Problem requirements: Copy out the records from the line with "the cut log" up to and including the line with "x=50, y=351", changing nothing.

Records for this task:
※ ※ ※

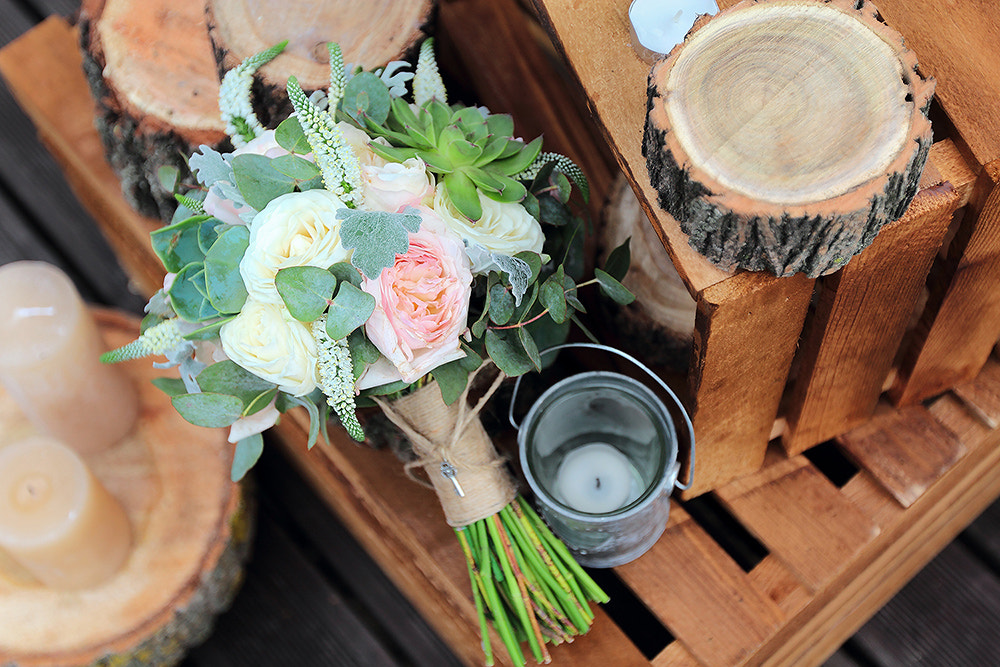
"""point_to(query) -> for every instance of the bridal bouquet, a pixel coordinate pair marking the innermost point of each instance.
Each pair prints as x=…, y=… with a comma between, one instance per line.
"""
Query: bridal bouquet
x=382, y=245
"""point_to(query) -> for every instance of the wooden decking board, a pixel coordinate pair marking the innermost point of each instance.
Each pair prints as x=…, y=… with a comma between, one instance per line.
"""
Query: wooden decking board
x=906, y=450
x=701, y=595
x=801, y=517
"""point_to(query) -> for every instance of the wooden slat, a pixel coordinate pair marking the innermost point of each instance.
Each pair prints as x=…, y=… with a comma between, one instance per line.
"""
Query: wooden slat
x=958, y=43
x=961, y=323
x=801, y=517
x=906, y=450
x=860, y=318
x=43, y=68
x=745, y=338
x=700, y=594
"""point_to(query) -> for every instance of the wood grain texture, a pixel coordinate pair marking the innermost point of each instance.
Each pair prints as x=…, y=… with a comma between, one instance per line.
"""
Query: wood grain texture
x=961, y=322
x=700, y=594
x=906, y=450
x=801, y=517
x=744, y=342
x=860, y=317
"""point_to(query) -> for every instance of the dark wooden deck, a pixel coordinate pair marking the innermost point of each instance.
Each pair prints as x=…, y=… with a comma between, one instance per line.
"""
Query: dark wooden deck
x=312, y=596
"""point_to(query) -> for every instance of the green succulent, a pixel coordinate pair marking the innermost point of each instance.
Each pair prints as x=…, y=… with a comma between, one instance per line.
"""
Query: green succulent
x=471, y=152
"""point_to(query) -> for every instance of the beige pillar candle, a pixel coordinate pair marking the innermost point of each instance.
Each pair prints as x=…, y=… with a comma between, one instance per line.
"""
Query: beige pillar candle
x=56, y=519
x=50, y=360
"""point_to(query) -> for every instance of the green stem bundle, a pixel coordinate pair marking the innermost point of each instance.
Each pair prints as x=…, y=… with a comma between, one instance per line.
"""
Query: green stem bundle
x=526, y=582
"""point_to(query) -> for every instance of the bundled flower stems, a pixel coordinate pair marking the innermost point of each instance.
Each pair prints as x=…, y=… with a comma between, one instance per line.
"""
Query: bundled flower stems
x=523, y=577
x=381, y=245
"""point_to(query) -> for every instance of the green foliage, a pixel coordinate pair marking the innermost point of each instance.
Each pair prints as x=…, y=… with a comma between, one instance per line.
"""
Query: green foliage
x=376, y=237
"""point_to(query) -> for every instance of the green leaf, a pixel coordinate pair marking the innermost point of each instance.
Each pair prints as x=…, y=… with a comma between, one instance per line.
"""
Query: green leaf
x=170, y=386
x=258, y=181
x=290, y=136
x=365, y=95
x=227, y=377
x=619, y=260
x=226, y=290
x=463, y=194
x=350, y=308
x=295, y=167
x=553, y=297
x=248, y=451
x=501, y=304
x=306, y=290
x=613, y=288
x=507, y=352
x=177, y=245
x=208, y=410
x=376, y=237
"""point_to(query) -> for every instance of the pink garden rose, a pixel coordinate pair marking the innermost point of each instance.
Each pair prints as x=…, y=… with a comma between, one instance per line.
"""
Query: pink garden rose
x=422, y=301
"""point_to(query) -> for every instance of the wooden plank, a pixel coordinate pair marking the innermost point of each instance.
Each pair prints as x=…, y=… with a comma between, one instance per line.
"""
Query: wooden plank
x=958, y=43
x=961, y=322
x=859, y=321
x=43, y=69
x=801, y=517
x=907, y=450
x=700, y=594
x=744, y=340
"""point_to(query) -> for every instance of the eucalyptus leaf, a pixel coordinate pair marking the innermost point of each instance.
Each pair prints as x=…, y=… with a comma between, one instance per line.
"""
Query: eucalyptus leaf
x=350, y=308
x=614, y=289
x=246, y=454
x=223, y=281
x=208, y=409
x=258, y=181
x=306, y=290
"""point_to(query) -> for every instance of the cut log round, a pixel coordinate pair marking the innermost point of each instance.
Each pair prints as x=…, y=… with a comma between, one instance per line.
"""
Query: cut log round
x=370, y=34
x=782, y=135
x=150, y=67
x=191, y=531
x=659, y=325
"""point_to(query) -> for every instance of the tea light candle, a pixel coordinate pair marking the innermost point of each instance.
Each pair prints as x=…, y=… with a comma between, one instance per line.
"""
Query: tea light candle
x=50, y=360
x=56, y=519
x=597, y=479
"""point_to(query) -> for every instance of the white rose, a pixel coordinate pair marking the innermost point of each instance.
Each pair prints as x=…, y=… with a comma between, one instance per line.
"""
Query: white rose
x=267, y=341
x=297, y=229
x=396, y=185
x=505, y=228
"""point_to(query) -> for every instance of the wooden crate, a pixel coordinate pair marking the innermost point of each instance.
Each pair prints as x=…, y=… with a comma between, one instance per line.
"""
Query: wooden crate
x=820, y=565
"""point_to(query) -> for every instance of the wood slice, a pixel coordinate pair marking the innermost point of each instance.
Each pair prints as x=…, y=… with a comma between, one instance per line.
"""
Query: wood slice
x=150, y=67
x=370, y=34
x=782, y=135
x=191, y=534
x=659, y=324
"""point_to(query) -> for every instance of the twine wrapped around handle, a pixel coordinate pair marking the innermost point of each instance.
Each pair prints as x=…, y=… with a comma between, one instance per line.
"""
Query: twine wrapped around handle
x=453, y=433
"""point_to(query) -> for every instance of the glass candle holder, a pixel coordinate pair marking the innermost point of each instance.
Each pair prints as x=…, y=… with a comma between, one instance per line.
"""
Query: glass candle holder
x=599, y=451
x=56, y=519
x=50, y=351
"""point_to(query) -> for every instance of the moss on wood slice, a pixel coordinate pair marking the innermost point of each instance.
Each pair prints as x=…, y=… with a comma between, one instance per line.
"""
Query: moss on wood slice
x=191, y=534
x=370, y=34
x=782, y=135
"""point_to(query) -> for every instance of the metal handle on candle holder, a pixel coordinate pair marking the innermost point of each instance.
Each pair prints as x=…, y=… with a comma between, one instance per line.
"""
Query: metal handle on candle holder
x=650, y=373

※ ※ ※

Exercise answer:
"""point_to(query) -> for every instance of the cut log round, a pixel coordinate pair marking the innermost point of each instance.
Each pair prints as x=…, y=… with a comma between, one instance per line.
"""
Query: cut log round
x=370, y=34
x=782, y=135
x=150, y=67
x=191, y=531
x=659, y=325
"""point_to(query) -> for every instance of the tea light candle, a pixel coordinate pair marking the innermost point of each instance.
Each pair prints as x=…, y=… with a comma between, one instance per line.
"""
Query: tea light candle
x=50, y=360
x=56, y=519
x=597, y=479
"""point_to(query) -> for every instance of the white rose, a pixel coordinate pair marking the innermost point of each instance.
Each pair prints as x=…, y=… with a comma between, one instance per line.
"""
Query: white rose
x=267, y=341
x=297, y=229
x=396, y=185
x=505, y=228
"""point_to(query) -> for every instance of the wooden crate, a pixel coordinate pair marking the innermost point of each instance.
Each pair prints as x=…, y=… with a comma between, one instance per line.
"""
Query: wooden crate
x=820, y=565
"""point_to(query) -> for every instance of the wood slice, a pixel coordinate pair marking the innermost point of each instance.
Each pair prints as x=…, y=… with a comma between, one instance per line.
"""
Query: wood slice
x=150, y=67
x=370, y=34
x=782, y=135
x=191, y=534
x=659, y=324
"""point_to(query) -> for every instance of the twine wrapped around handle, a pixel coordinate pair marking the innermost point of each instance.
Each pair prints as x=…, y=… with a comma between, one instance per line.
"""
Query: twine wrapped around handle
x=453, y=433
"""point_to(query) -> for every instance of the glass candle holder, a pixel coordinate pair marking the innermost point of each instance.
Each pair prints as x=…, y=… with a comma between, one instance per line.
"""
Query: glass candle holder
x=599, y=451
x=56, y=519
x=50, y=351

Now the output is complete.